**TASK DIRECTIONS:** Please identify every line in the records below that contains the word "nose", and copy each of those lines.

>> Begin DATASET

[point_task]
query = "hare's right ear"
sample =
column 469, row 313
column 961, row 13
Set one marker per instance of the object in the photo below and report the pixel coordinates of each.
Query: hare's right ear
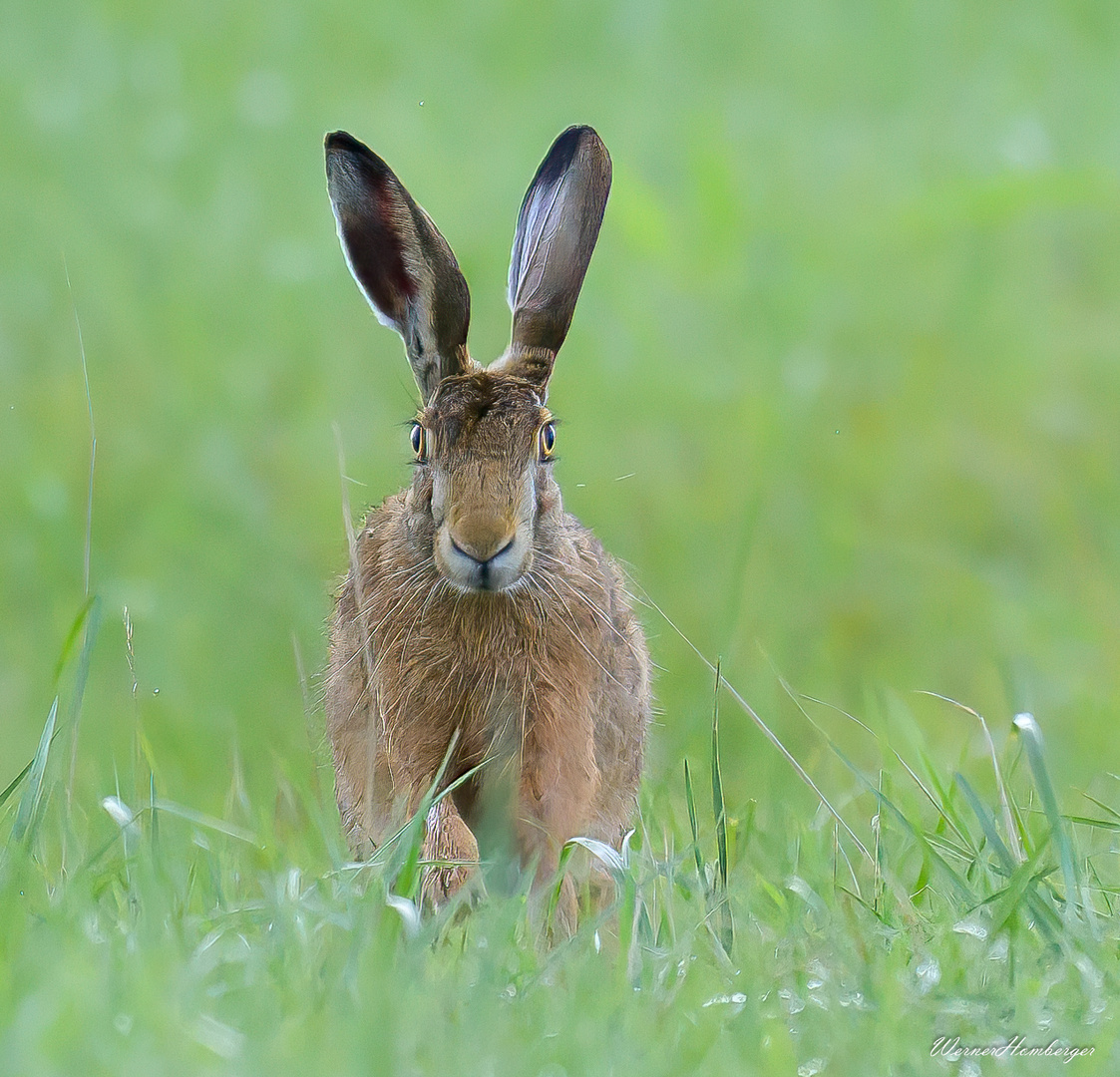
column 557, row 228
column 400, row 261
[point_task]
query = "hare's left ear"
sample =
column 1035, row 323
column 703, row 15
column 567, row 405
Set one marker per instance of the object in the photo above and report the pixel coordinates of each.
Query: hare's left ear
column 400, row 261
column 557, row 229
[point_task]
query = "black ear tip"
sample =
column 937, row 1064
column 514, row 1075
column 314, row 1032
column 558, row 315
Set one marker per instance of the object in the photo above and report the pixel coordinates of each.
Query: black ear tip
column 566, row 147
column 345, row 152
column 342, row 140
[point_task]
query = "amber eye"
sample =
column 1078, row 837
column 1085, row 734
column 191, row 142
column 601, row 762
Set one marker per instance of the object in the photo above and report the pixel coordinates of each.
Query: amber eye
column 547, row 440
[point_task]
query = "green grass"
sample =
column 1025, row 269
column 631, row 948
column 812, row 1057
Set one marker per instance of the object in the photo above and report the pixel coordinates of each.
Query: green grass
column 840, row 391
column 147, row 937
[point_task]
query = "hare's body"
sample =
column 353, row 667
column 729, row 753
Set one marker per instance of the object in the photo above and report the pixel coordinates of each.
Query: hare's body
column 476, row 610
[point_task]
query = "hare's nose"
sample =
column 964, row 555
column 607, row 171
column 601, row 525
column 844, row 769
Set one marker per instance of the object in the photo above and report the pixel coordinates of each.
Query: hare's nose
column 482, row 539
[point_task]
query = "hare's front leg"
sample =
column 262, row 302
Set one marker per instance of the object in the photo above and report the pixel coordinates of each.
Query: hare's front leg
column 447, row 839
column 559, row 781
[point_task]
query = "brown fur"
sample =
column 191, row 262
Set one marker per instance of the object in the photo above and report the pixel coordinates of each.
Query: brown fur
column 546, row 677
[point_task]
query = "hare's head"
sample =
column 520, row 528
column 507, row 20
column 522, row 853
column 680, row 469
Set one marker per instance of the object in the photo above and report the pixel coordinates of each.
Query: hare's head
column 483, row 437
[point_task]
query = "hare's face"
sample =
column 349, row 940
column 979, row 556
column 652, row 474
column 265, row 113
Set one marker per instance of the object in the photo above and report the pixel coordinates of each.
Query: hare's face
column 483, row 450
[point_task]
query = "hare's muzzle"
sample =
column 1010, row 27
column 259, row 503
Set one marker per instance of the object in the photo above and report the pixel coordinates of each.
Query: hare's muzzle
column 482, row 553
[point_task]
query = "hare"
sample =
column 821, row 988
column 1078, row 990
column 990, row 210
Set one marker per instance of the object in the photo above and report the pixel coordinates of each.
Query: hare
column 476, row 610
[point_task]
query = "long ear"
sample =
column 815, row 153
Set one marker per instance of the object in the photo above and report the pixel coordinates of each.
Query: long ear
column 557, row 228
column 400, row 261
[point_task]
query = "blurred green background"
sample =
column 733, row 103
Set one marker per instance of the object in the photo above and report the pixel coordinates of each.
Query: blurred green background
column 841, row 390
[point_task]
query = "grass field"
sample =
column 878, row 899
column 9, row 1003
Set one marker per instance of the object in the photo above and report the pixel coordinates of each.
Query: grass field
column 843, row 393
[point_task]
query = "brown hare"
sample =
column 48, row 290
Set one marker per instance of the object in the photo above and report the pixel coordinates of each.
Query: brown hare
column 476, row 609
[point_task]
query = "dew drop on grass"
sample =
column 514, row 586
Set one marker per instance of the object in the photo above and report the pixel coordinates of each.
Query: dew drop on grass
column 971, row 927
column 929, row 974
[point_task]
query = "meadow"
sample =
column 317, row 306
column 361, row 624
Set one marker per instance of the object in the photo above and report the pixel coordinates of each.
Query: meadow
column 841, row 392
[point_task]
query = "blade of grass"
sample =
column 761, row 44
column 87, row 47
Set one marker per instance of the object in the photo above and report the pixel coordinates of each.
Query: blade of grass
column 726, row 923
column 766, row 731
column 1032, row 739
column 690, row 800
column 26, row 816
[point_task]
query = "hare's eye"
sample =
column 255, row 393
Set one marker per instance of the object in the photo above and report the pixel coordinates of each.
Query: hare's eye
column 547, row 440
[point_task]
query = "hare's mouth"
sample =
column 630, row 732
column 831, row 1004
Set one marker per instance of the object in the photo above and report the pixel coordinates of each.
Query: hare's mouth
column 473, row 565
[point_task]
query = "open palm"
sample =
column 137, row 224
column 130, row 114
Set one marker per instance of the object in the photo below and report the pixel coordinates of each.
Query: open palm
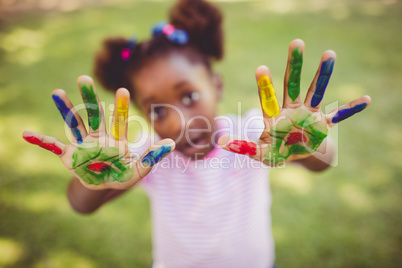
column 100, row 160
column 298, row 129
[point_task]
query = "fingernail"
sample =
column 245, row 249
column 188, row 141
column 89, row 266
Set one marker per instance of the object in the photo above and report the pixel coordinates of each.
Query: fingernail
column 268, row 98
column 155, row 156
column 119, row 126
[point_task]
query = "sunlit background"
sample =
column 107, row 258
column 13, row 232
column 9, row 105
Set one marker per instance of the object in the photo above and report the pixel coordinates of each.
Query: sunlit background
column 348, row 216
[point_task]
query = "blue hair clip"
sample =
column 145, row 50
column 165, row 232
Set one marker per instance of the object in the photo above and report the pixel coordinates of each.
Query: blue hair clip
column 126, row 52
column 174, row 35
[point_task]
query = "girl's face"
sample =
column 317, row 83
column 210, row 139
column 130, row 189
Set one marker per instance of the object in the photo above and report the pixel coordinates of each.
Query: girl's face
column 180, row 99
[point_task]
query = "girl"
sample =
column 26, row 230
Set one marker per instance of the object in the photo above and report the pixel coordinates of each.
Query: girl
column 209, row 206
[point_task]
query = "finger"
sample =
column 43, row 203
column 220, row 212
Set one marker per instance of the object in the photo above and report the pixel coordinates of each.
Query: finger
column 317, row 89
column 119, row 122
column 70, row 116
column 154, row 155
column 293, row 74
column 49, row 143
column 237, row 145
column 348, row 110
column 96, row 117
column 269, row 102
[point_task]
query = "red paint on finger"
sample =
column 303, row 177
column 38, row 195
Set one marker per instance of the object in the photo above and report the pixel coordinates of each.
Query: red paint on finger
column 98, row 167
column 48, row 146
column 242, row 147
column 295, row 137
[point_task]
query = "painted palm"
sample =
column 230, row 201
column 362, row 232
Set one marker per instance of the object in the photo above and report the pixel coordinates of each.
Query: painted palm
column 298, row 129
column 100, row 160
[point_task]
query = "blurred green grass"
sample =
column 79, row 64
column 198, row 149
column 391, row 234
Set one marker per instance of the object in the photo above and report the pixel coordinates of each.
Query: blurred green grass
column 348, row 216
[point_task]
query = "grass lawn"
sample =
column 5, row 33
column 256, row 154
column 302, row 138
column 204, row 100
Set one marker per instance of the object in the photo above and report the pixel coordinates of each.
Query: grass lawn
column 348, row 216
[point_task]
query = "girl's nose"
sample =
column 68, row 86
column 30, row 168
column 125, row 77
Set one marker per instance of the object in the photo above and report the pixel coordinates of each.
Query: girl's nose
column 176, row 122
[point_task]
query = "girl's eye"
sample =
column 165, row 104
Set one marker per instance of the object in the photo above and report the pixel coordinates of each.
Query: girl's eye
column 190, row 98
column 157, row 113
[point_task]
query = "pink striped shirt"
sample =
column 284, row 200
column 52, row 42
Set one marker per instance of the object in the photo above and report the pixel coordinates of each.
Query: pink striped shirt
column 213, row 212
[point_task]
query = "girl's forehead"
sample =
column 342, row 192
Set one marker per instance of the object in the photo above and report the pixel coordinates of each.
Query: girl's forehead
column 165, row 74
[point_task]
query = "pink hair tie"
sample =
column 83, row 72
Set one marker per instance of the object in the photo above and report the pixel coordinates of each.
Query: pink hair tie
column 176, row 36
column 126, row 52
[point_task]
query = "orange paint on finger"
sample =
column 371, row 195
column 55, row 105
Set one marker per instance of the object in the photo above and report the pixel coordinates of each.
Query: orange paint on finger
column 120, row 118
column 269, row 101
column 242, row 147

>> End DATASET

**SOLUTION FOR THIS PROBLEM:**
query = "hare's nose"
Query: hare's nose
query = "girl's nose"
Query: girl's nose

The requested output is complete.